## What is required
Reproduce the records word for word, starting at their first line and ending after the line that contains "Query: nazareno in purple robe", with both of those lines included.

## Extracted records
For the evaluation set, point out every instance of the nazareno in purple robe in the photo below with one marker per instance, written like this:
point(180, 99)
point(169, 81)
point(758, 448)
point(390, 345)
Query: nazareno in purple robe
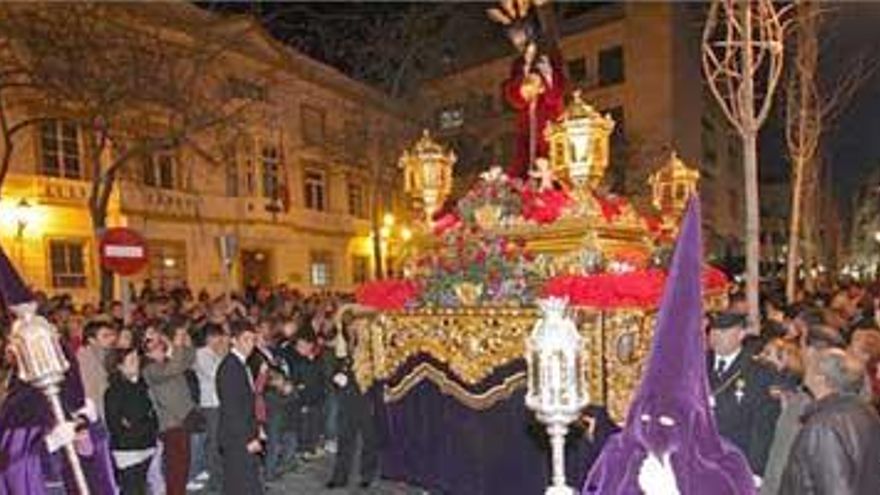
point(25, 418)
point(675, 384)
point(26, 467)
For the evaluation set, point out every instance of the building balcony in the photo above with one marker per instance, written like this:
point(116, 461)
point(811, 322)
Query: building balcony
point(137, 199)
point(52, 191)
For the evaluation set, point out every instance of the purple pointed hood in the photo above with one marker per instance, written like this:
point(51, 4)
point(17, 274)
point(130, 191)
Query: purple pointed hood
point(13, 290)
point(670, 412)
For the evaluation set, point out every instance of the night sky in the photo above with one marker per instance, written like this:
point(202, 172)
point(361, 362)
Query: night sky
point(852, 143)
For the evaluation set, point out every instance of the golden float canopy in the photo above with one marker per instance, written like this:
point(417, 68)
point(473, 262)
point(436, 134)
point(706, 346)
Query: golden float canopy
point(579, 144)
point(427, 173)
point(474, 341)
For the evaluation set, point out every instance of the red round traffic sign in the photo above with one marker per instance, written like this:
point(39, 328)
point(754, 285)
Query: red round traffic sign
point(123, 251)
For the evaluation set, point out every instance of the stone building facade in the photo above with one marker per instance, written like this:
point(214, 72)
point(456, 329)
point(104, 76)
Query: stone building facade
point(311, 131)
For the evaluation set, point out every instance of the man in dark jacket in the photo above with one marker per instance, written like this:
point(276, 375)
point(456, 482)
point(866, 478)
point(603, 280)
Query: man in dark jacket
point(837, 452)
point(239, 434)
point(740, 386)
point(356, 417)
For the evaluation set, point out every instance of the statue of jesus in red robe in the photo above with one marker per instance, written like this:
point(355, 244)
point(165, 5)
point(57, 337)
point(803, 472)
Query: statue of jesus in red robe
point(535, 89)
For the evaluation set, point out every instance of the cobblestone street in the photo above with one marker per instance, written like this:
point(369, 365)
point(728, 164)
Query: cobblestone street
point(309, 479)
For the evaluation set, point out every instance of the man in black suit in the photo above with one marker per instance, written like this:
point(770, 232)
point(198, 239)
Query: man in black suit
point(740, 387)
point(239, 435)
point(356, 417)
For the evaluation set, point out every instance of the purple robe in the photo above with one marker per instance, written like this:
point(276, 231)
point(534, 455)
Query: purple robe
point(25, 463)
point(675, 385)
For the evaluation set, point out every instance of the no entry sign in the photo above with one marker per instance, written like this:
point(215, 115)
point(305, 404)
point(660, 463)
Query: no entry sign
point(123, 251)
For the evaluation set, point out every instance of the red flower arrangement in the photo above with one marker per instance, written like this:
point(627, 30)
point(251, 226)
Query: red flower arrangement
point(611, 205)
point(387, 294)
point(544, 207)
point(641, 289)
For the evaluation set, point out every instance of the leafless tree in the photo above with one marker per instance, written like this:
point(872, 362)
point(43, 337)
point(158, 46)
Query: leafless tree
point(809, 108)
point(742, 63)
point(135, 80)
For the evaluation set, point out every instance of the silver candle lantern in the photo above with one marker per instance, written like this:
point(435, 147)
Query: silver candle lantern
point(557, 382)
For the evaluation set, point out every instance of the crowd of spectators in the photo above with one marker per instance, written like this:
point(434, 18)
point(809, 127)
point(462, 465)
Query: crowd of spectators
point(822, 352)
point(151, 374)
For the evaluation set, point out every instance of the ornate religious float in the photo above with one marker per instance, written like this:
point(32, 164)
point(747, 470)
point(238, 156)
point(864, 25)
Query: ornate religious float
point(448, 346)
point(447, 349)
point(466, 302)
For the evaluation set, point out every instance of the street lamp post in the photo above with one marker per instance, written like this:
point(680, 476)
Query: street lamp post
point(22, 214)
point(389, 234)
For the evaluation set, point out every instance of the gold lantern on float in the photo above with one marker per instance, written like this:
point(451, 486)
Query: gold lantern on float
point(427, 172)
point(579, 144)
point(671, 186)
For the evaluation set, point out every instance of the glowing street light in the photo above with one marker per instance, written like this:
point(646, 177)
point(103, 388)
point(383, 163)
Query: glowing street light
point(388, 220)
point(23, 214)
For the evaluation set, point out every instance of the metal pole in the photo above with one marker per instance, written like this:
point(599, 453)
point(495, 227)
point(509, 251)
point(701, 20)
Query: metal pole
point(53, 395)
point(533, 133)
point(557, 432)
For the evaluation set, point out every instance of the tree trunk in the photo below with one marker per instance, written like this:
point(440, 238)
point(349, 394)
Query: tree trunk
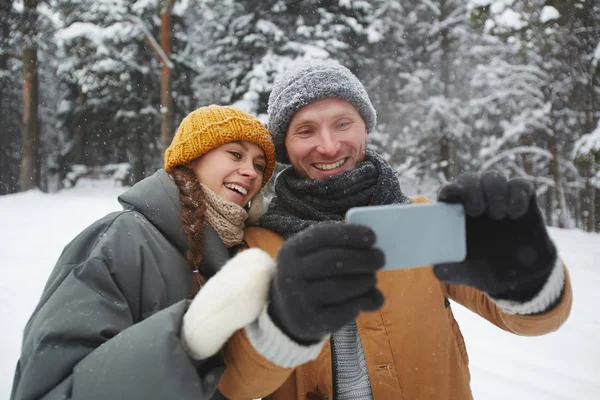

## Output below
For the evaluation set, point out every instance of the nazareno in purple robe in the photo below with one marker per instance, written like this:
point(180, 99)
point(169, 81)
point(758, 448)
point(390, 345)
Query: nazareno in purple robe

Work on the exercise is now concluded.